▼▼▼

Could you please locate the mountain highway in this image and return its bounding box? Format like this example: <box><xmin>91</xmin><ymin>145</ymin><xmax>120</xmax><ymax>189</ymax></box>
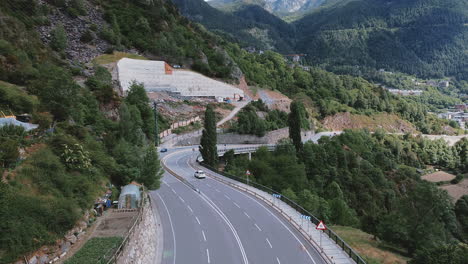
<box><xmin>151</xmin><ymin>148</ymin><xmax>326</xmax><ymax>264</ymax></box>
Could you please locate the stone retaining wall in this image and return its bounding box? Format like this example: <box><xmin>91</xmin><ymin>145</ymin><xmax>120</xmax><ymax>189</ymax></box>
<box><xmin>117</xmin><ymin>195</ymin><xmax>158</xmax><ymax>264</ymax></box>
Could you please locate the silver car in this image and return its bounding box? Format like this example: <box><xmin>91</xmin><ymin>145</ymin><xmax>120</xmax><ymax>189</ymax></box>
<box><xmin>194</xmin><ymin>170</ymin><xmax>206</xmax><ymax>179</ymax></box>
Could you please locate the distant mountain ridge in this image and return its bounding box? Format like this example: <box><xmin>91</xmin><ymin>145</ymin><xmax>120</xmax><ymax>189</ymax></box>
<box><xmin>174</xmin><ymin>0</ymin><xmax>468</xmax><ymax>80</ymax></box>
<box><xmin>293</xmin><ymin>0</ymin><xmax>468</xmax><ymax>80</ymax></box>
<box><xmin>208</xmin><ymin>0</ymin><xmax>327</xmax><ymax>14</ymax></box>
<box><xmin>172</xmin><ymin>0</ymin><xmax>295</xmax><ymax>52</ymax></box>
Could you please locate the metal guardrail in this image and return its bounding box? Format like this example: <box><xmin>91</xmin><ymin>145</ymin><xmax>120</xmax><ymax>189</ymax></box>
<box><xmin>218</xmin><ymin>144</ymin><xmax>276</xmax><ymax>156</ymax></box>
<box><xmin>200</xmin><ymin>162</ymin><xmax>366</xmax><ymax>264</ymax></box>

▲▲▲
▼▼▼

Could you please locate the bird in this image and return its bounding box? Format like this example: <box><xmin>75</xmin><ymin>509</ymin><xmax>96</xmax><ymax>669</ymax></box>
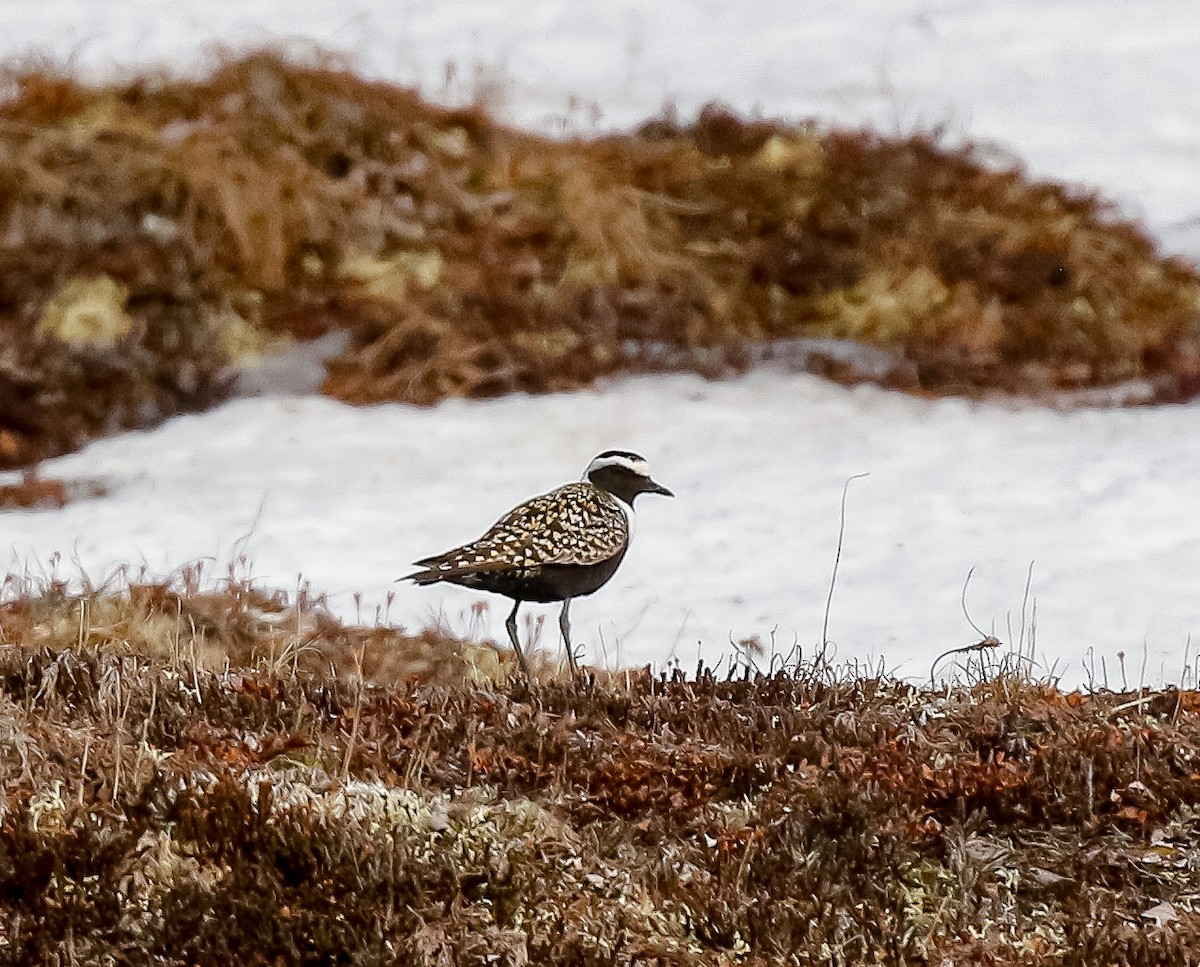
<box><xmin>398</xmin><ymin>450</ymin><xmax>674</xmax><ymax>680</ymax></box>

▲▲▲
▼▼▼

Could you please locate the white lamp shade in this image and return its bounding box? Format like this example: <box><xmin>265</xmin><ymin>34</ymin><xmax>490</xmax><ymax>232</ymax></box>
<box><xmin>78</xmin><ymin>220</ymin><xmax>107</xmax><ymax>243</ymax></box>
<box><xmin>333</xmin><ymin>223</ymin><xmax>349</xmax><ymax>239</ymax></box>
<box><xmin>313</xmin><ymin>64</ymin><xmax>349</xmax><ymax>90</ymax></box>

▲▲▲

**Do this:** Show each line of the records above that contains the word "mountain", copying every such line in full.

**Response to the task:**
Could you please locate the mountain highway in this image and return its bounding box? Format like this example: <box><xmin>91</xmin><ymin>145</ymin><xmax>120</xmax><ymax>189</ymax></box>
Could you please locate the distant mountain ridge in this image and return its bounding box? Format like this example: <box><xmin>91</xmin><ymin>145</ymin><xmax>120</xmax><ymax>189</ymax></box>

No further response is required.